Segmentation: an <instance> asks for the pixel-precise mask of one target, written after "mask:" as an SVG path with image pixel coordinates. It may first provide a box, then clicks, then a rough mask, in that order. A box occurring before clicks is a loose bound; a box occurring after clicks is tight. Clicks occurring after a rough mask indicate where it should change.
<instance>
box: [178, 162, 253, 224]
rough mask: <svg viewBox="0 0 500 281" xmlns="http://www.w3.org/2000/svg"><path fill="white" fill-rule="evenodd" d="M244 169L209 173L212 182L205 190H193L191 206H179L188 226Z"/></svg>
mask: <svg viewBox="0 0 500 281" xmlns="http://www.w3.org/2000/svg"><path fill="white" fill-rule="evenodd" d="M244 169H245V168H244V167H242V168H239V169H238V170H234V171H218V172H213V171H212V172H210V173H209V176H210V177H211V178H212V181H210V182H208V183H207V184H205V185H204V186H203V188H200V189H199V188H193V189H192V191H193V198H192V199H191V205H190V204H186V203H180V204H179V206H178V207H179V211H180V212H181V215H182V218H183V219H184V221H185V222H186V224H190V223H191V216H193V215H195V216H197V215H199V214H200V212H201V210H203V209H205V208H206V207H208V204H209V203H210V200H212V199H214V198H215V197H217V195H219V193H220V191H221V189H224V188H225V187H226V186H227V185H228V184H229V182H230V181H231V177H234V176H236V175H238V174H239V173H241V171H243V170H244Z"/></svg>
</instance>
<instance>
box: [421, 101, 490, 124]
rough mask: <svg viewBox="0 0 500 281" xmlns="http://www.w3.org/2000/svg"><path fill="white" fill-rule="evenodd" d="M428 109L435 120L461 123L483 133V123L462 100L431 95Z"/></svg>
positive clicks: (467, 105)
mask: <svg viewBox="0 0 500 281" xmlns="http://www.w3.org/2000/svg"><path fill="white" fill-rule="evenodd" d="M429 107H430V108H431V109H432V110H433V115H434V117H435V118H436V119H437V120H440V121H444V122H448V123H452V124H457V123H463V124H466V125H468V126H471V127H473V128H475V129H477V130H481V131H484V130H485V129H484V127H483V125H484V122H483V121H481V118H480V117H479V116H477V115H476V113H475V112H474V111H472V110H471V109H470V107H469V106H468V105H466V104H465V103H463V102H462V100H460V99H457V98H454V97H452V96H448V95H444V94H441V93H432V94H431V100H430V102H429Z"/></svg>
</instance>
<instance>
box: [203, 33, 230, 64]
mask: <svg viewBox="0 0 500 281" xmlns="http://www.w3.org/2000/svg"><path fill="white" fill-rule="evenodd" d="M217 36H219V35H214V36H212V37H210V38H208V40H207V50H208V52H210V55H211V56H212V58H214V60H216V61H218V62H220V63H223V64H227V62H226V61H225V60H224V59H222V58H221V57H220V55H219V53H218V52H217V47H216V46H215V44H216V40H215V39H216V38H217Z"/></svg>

━━━━━━━━━━

**Work task**:
Above this instruction are the records; retype exactly the lines from the one containing "box: [421, 101, 490, 124]" up to and including the one containing "109L435 120L461 123L483".

**Exercise output**:
box: [421, 101, 490, 124]
rough mask: <svg viewBox="0 0 500 281" xmlns="http://www.w3.org/2000/svg"><path fill="white" fill-rule="evenodd" d="M428 109L435 120L461 123L483 133V123L462 100L431 95Z"/></svg>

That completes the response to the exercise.